WRITTEN EXERCISE 1 – Select every line in the records below that contains the string "putter", and copy those lines. Case counts.

━━━ SELECTED EXCERPT

Rent Backed Bonds and Idiotic Humans


The world around us is chaotic and destructive.

This is a good thing.

Today’s post is a follow up from last week – if you haven’t read that article, you can read it here.

When nature gets beaten up, it doesn’t wither and die.  It doesn’t tuck it’s tail.  No, it comes back stronger.

Animals die, species die, but the whole endures and becomes resistant to the events of the past.  Human progress is the same beast.  Ideas, methods, and people get dislodged destroyed to make way for the new, but always as a march towards improving our lot in life.  It’s this ability to get whooped and come back stronger that Nassim Nicholas Taleb coins Antifragility and explores in his book “Antifragility: Things that Gain from Disorder.

Consistent stress is natural and healthy.  The trouble is humans can’t handle the pressure.  We’re terrified of the uncertainty…as we should be.  It’s all well and good to tell a group of antelopes they’ll be stronger in the long run if the lion eats a few of them, but that doesn’t make the feline’s dinner feel any better.

Fear drives us to idiocy.  Whenever we can we attempt to mask the natural ups and down to make us feel safe.  This doesn’t work.  The chaos is still there, building sufficient pressure to burst through our safety measures.  All our efforts to create a false sense of security end up making the inevitable chaos far more debilitating than it otherwise would have been.

Specific topics are explored in more detail in part one of this article, but now the time has come to bring it back to real estate.  In today’s installment, I’m going to explore a frightening trend.  Us human folks are at it again, taking a jittery and uncertain atmosphere and attempting to smooth it over so we can feel safe.

Rent Backed Bonds

First, a quick history lesson.  Here is a rough course of events that led to the 2003-2007 real estate bubble and the 2007/2008 correction.  This is overly simplified.

  1. For time immemorial, banks made loans to people to buy homes.  If the buyer didn’t make good, the bank was on the hook.
  2. Then one day the government decided it was really important to encourage banks to lend aggressively.  So, they created some organizations to buy the loans (FNMA and FHLMC were the main two).  This made the banks more money since they now could loan to otherwise non creditworthy individuals and offset the risk to the government.
  3. Still the banks weren’t happy, so they took matters into their own hands.  They starting creating new “instruments” backed by the mortgage payments.  The theory went that even though an individual loan might be risky, if you get enough together, it becomes safer.  The ultimate recourse for these instruments was the underlying real estate.
  4. These new instruments received AAA ratings, and sold like hot cakes.
  5. Banks made a lot of money and decided they wanted to make more money.

━━━━━━

WRITTEN EXERCISE 2 – According to the article on rent backed bonds, which two organizations were the main ones created to buy banks' loans?

━━━ EXTRACTED RECORDS

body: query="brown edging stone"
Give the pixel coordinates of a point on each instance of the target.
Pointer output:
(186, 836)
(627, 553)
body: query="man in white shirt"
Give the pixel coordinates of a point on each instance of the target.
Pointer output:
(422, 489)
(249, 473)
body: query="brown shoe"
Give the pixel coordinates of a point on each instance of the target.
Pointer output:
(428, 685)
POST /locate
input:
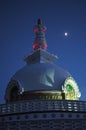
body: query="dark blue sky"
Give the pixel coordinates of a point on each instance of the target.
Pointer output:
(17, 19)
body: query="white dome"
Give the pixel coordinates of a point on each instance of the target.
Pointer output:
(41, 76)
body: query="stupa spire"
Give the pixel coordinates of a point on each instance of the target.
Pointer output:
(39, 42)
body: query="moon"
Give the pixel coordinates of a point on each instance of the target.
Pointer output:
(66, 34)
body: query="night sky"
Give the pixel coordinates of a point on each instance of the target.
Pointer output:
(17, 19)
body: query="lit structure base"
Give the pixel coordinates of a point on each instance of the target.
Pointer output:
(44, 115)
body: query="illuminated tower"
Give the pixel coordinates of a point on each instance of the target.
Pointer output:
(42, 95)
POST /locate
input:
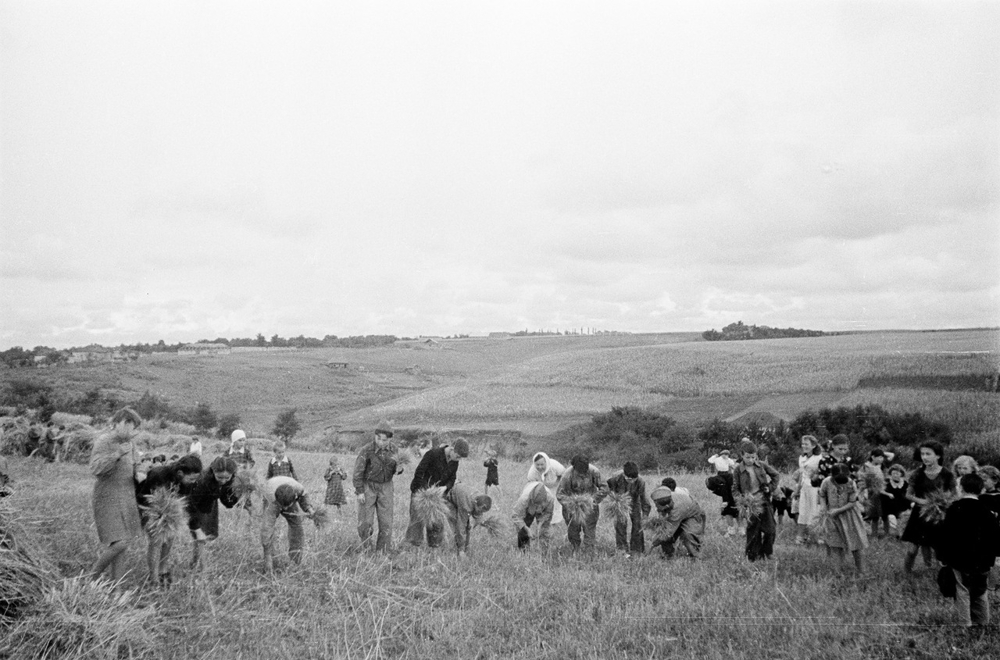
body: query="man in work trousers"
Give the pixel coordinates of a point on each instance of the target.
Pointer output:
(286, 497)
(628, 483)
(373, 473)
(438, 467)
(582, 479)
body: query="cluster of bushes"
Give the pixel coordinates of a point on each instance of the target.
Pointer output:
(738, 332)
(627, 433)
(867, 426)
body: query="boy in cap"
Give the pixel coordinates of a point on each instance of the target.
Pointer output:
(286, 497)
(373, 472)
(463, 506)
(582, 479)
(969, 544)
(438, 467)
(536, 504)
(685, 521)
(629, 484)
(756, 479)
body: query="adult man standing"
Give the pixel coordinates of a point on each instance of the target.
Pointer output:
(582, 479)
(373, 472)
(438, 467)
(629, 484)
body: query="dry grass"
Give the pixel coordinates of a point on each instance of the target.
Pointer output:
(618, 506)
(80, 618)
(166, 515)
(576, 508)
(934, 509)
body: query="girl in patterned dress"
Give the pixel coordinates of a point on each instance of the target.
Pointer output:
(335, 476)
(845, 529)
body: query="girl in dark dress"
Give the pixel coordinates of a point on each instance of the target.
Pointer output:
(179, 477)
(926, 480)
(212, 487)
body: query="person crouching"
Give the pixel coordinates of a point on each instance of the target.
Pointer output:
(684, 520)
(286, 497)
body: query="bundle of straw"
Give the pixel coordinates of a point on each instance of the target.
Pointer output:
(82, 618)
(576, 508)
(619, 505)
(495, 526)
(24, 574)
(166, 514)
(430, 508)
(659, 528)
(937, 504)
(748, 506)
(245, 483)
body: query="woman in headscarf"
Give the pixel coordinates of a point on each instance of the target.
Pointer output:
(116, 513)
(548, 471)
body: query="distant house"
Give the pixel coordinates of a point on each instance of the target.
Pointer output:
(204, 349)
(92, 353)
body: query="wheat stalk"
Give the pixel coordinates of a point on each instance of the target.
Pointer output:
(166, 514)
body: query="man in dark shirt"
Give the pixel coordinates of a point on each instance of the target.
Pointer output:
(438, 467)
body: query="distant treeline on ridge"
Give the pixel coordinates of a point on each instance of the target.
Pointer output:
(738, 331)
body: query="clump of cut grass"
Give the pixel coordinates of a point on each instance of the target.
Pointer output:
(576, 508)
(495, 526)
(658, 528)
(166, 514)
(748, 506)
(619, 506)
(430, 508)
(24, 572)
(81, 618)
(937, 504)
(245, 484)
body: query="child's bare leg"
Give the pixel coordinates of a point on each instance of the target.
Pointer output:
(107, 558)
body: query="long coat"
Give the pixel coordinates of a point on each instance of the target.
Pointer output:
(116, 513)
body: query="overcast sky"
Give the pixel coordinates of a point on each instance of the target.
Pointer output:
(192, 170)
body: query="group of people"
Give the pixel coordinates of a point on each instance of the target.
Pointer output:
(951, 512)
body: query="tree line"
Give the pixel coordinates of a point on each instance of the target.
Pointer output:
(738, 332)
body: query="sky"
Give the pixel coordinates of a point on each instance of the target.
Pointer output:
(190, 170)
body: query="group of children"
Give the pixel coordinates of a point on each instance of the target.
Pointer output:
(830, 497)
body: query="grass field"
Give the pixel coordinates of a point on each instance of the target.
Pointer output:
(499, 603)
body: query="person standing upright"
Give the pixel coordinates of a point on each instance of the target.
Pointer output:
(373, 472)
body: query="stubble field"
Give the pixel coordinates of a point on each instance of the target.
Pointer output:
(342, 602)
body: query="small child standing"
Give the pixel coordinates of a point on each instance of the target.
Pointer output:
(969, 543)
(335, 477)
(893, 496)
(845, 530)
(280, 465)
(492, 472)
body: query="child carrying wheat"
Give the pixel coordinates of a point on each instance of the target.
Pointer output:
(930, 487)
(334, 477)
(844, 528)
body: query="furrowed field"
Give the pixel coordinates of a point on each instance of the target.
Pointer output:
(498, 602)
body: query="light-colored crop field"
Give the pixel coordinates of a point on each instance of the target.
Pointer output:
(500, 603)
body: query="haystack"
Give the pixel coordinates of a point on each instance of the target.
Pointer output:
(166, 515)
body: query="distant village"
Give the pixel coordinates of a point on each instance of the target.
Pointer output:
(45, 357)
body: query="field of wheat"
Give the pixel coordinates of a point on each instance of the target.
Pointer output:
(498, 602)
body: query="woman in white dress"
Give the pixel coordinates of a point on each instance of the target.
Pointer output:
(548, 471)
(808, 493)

━━━━━━
━━━ EXTRACTED RECORDS

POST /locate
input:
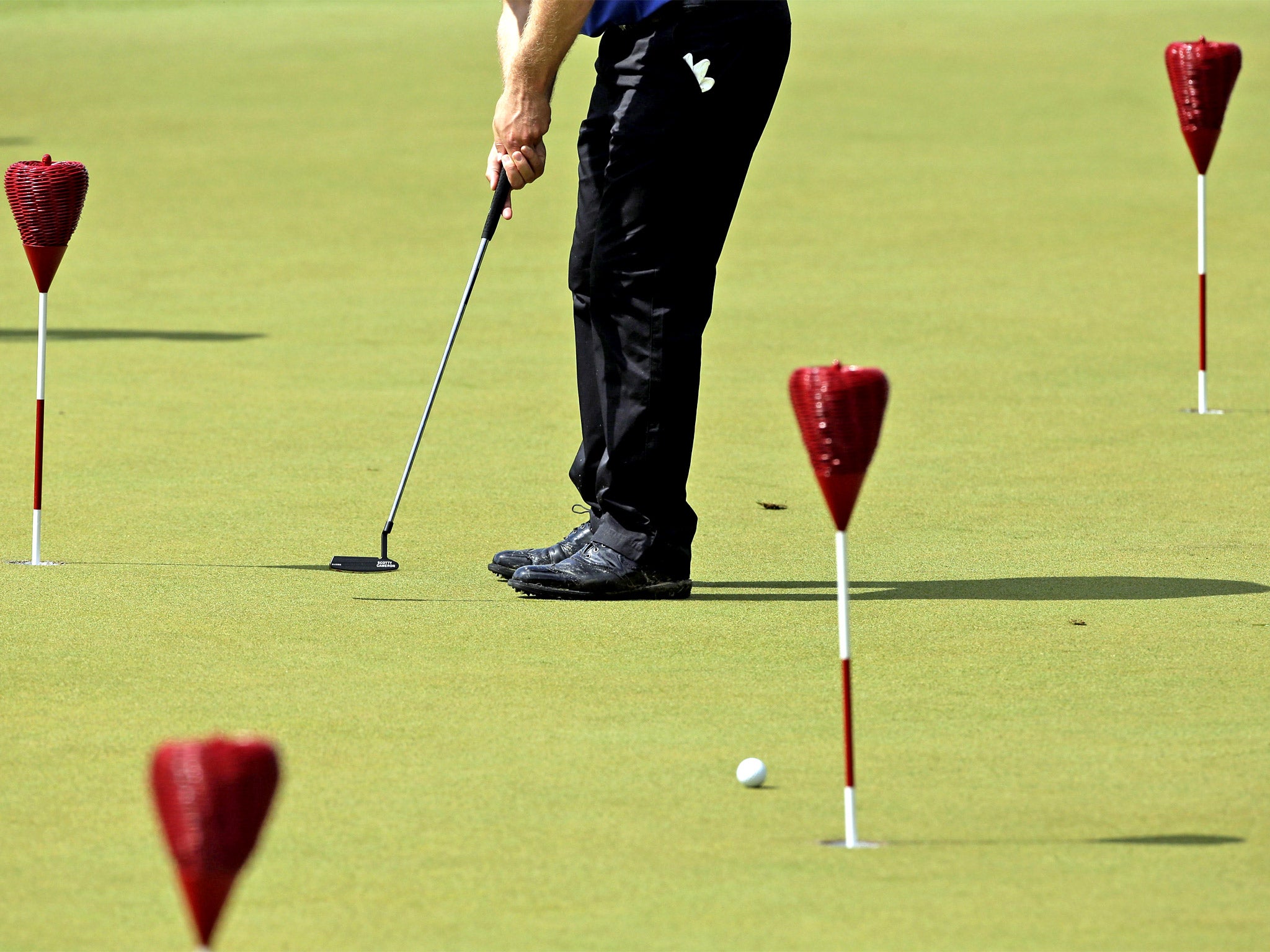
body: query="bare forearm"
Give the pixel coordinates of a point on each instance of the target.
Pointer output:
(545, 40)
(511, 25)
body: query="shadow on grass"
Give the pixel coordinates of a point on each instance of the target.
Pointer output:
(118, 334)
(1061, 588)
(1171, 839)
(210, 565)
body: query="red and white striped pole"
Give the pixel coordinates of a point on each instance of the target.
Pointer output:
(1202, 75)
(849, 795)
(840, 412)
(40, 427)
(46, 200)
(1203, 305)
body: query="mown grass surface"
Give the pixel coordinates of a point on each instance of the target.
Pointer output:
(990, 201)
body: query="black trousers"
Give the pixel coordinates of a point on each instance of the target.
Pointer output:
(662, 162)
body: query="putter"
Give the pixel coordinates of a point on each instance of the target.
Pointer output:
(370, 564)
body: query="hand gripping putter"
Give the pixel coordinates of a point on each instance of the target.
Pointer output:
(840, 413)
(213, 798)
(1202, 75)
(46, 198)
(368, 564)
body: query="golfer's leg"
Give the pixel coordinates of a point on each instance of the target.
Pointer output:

━━━━━━
━━━ EXTRACTED RECORDS

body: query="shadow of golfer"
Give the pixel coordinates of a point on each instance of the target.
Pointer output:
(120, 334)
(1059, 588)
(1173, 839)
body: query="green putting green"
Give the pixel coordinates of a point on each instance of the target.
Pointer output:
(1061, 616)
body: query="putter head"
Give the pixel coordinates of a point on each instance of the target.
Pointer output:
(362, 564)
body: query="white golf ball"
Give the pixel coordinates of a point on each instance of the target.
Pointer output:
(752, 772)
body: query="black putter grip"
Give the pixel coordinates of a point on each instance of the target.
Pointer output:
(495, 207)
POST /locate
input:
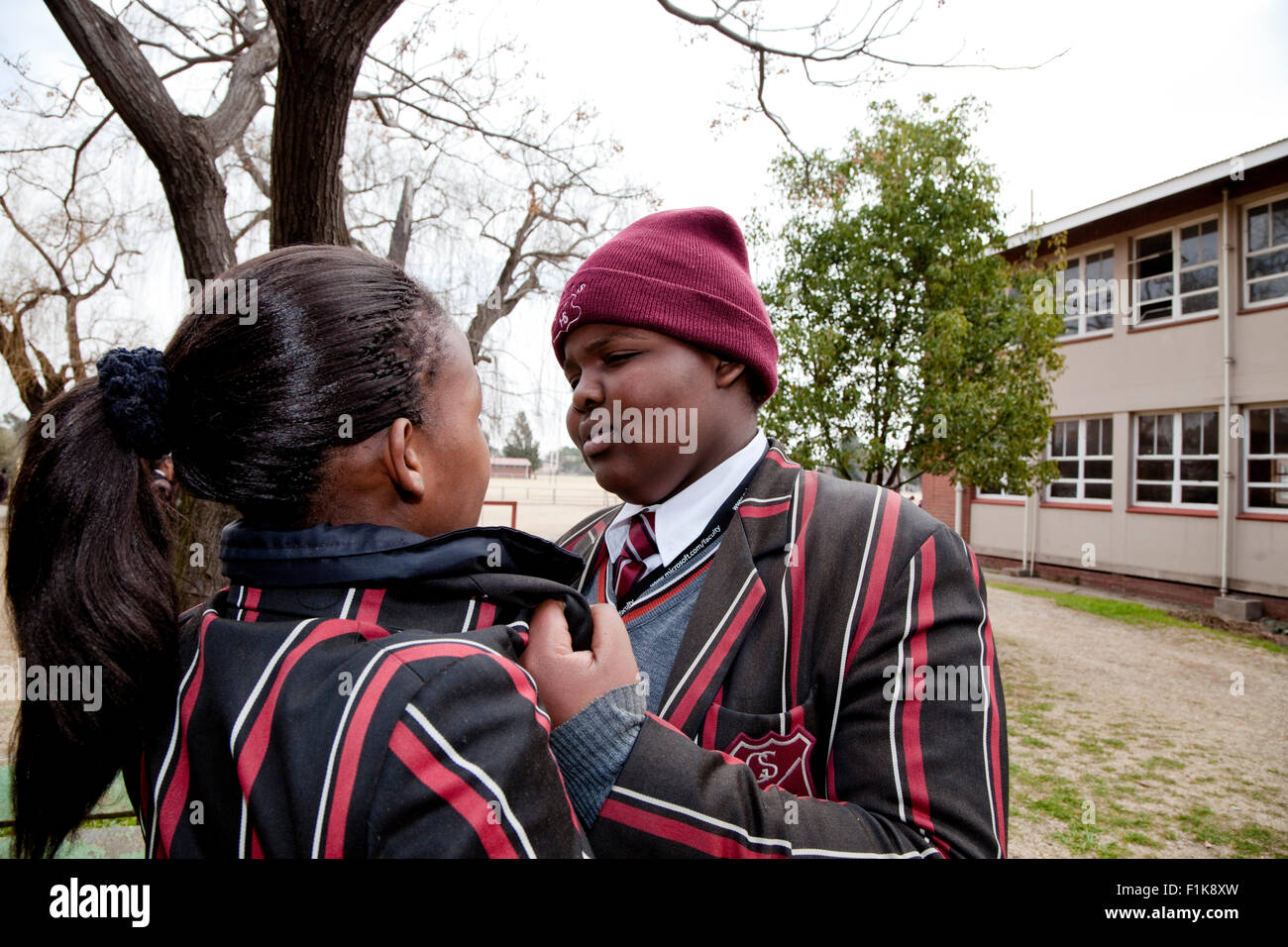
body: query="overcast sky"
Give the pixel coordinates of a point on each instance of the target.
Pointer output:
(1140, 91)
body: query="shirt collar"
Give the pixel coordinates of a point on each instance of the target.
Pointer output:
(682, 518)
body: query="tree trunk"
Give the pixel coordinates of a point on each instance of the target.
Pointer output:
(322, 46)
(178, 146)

━━━━━━

CORRECT RESULT 1 –
body: query="putter"
body: query="hand gripping putter"
body: query="putter head"
body: query="black putter grip"

CORRECT RESULT 2 – FNMA and FHLMC.